======== DATA FOR THIS EXERCISE ========

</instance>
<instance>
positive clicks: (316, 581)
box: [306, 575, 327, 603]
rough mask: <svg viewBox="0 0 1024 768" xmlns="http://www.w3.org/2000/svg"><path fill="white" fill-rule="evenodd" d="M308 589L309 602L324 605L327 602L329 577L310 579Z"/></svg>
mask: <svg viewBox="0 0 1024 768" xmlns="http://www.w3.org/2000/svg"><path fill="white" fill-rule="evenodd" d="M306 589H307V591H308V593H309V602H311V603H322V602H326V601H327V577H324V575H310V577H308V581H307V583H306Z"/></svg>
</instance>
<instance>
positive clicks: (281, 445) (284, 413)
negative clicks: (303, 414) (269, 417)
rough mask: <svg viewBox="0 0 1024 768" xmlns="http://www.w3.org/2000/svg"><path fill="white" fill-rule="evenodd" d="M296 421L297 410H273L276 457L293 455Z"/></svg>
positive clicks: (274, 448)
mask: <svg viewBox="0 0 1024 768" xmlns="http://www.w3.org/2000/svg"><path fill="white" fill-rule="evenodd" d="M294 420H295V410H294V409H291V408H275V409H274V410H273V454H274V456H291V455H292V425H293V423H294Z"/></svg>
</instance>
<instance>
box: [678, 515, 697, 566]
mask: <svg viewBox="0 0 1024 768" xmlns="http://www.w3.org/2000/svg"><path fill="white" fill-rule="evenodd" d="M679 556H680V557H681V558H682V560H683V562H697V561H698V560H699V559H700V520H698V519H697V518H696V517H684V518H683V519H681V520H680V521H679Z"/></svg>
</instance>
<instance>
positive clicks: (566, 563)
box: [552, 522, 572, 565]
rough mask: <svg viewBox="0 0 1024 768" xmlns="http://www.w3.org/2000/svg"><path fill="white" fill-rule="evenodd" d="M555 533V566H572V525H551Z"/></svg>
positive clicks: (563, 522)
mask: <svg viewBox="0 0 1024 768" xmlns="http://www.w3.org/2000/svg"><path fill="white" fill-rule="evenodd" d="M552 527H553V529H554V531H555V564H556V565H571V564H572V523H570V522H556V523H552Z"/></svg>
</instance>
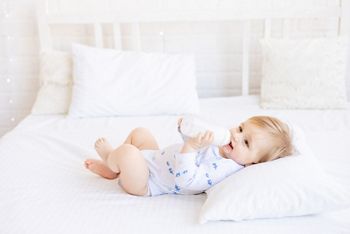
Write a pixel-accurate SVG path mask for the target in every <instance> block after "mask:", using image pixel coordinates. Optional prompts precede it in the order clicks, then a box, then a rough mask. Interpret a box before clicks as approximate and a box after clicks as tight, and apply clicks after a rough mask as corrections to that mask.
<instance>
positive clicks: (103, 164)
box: [85, 159, 118, 180]
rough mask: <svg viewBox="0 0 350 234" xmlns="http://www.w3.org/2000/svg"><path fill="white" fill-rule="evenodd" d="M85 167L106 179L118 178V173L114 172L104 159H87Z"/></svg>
mask: <svg viewBox="0 0 350 234" xmlns="http://www.w3.org/2000/svg"><path fill="white" fill-rule="evenodd" d="M85 167H86V168H87V169H89V170H90V171H92V172H93V173H95V174H97V175H100V176H102V177H104V178H106V179H110V180H112V179H116V178H117V177H118V173H115V172H113V171H112V170H111V169H109V168H108V167H107V166H106V164H104V162H103V161H102V160H95V159H87V160H85Z"/></svg>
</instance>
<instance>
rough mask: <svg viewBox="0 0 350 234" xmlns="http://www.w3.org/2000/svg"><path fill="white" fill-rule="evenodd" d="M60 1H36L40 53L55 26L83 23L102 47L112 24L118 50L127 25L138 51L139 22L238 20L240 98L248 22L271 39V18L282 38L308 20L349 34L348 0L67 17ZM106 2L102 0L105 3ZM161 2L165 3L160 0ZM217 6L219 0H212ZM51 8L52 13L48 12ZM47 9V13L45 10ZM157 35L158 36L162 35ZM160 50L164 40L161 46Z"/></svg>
mask: <svg viewBox="0 0 350 234" xmlns="http://www.w3.org/2000/svg"><path fill="white" fill-rule="evenodd" d="M61 1H62V0H38V2H37V19H38V30H39V40H40V49H41V50H50V49H52V48H53V45H52V38H51V34H50V26H51V25H57V24H70V25H72V24H84V25H93V27H94V38H95V45H96V46H97V47H103V46H104V45H103V41H104V40H103V32H102V24H111V25H113V27H112V28H113V38H114V48H116V49H123V48H122V42H121V37H122V32H121V30H120V25H121V24H122V23H129V24H130V25H131V28H132V35H134V43H133V46H132V49H133V50H142V44H141V36H140V23H143V22H176V21H191V22H193V21H202V22H203V21H234V20H238V21H241V22H242V24H243V34H242V46H243V48H242V87H241V92H242V95H243V96H246V95H249V77H250V74H249V63H250V58H249V50H250V38H251V21H252V20H264V37H265V38H267V37H270V36H271V21H272V20H273V19H282V20H283V37H288V36H289V27H290V25H291V23H292V22H293V20H297V19H312V18H322V19H324V18H335V19H337V30H335V31H336V33H335V34H336V35H334V36H339V35H348V34H349V32H350V29H349V28H350V0H339V1H337V2H338V4H337V6H322V7H313V8H307V9H305V8H302V7H294V6H293V5H290V3H291V2H290V1H289V3H288V1H287V0H285V3H284V5H283V6H279V7H278V8H277V9H276V8H274V7H273V1H272V0H270V1H265V2H266V6H264V7H259V8H254V7H251V6H248V7H243V8H244V9H242V8H241V7H239V8H232V9H231V8H229V9H224V8H219V7H213V9H200V8H198V9H196V10H181V11H180V10H167V9H166V8H163V9H162V7H160V9H158V10H144V9H142V10H141V9H135V10H134V9H133V10H130V9H127V10H125V9H123V10H119V11H117V12H116V11H114V12H111V11H108V10H107V11H106V12H103V13H97V14H93V15H68V14H64V13H62V12H61V11H60V8H61V7H60V5H61ZM105 2H106V1H105ZM164 2H165V0H164ZM213 2H216V3H217V4H216V5H217V6H218V4H219V3H220V0H216V1H214V0H213ZM52 6H54V7H53V8H54V10H52ZM49 9H50V10H49ZM159 35H160V36H161V37H162V36H163V33H162V32H160V33H159ZM161 48H163V51H164V40H162V47H161Z"/></svg>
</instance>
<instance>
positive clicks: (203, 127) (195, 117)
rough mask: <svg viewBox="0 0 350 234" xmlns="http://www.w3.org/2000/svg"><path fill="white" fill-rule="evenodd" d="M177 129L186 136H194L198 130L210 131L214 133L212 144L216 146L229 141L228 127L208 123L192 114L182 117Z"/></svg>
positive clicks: (221, 144)
mask: <svg viewBox="0 0 350 234" xmlns="http://www.w3.org/2000/svg"><path fill="white" fill-rule="evenodd" d="M179 131H180V132H181V133H182V134H183V135H185V136H188V137H196V136H197V135H198V134H199V133H200V132H202V133H204V132H206V131H212V132H213V134H214V140H213V143H212V144H213V145H217V146H221V145H227V144H229V143H230V141H231V133H230V131H229V130H228V129H225V128H223V127H220V126H215V125H212V124H209V123H207V122H206V121H204V120H202V119H200V118H198V117H194V116H185V117H183V119H182V121H181V123H180V126H179Z"/></svg>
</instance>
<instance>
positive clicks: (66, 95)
mask: <svg viewBox="0 0 350 234" xmlns="http://www.w3.org/2000/svg"><path fill="white" fill-rule="evenodd" d="M39 80H40V88H39V91H38V94H37V97H36V100H35V103H34V105H33V107H32V111H31V112H32V114H66V113H67V112H68V108H69V104H70V100H71V94H72V56H71V54H70V53H67V52H61V51H44V52H42V53H41V54H40V70H39Z"/></svg>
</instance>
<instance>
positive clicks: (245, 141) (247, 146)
mask: <svg viewBox="0 0 350 234" xmlns="http://www.w3.org/2000/svg"><path fill="white" fill-rule="evenodd" d="M244 144H245V145H246V146H247V147H248V148H249V142H248V141H247V140H244Z"/></svg>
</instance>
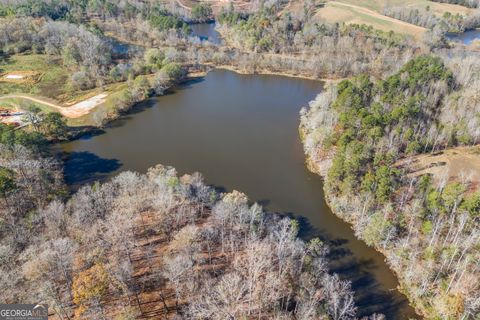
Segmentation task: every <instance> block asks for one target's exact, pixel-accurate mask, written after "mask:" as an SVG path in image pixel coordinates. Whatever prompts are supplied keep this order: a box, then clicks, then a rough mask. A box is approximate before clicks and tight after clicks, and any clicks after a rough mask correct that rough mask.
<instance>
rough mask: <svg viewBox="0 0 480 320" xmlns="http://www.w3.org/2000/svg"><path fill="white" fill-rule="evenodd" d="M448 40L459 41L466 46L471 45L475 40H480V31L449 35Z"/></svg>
mask: <svg viewBox="0 0 480 320" xmlns="http://www.w3.org/2000/svg"><path fill="white" fill-rule="evenodd" d="M447 38H449V39H451V40H453V41H459V42H461V43H463V44H465V45H469V44H471V43H472V42H473V41H474V40H476V39H480V29H475V30H469V31H465V32H461V33H448V34H447Z"/></svg>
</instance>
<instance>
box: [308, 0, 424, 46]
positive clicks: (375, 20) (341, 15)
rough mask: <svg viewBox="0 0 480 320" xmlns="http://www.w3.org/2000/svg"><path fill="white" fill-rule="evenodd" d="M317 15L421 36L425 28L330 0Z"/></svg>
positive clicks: (372, 11)
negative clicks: (367, 24) (418, 26)
mask: <svg viewBox="0 0 480 320" xmlns="http://www.w3.org/2000/svg"><path fill="white" fill-rule="evenodd" d="M317 17H318V18H320V19H321V20H324V21H327V22H329V23H336V22H345V23H347V24H355V23H356V24H368V25H371V26H373V27H374V28H376V29H380V30H383V31H394V32H396V33H400V34H407V35H411V36H414V37H415V38H421V37H422V35H423V33H424V32H425V31H426V29H425V28H422V27H418V26H415V25H413V24H410V23H407V22H404V21H400V20H397V19H393V18H390V17H387V16H384V15H382V14H380V13H378V12H377V11H374V10H371V9H368V8H366V7H361V6H357V5H353V4H349V3H343V2H339V1H330V2H328V3H327V5H326V6H325V8H322V9H320V10H319V11H318V12H317Z"/></svg>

========

# WHAT THE TASK ASKS
Every line above that holds the string "then" should be returned.

# SOLUTION FOR THIS TASK
Write a pixel-accurate SVG path mask for the target in every <instance> block after "mask:", using image pixel coordinates. Optional prompts precede it in the order clicks, then a box, then a rough mask. Interpret a box before clicks as approximate and a box after clicks as tight, and apply clicks after a rough mask as corrections to that mask.
Segmentation task: every <instance> block asks for one target's exact, pixel-accurate mask, written after "mask:" as an SVG path in image pixel coordinates. Whatever prompts are supplied keep this order: a box, then clicks, then a rough mask. A box is approximate before clicks and tight after clicks, and any clicks after a rough mask correct that rough mask.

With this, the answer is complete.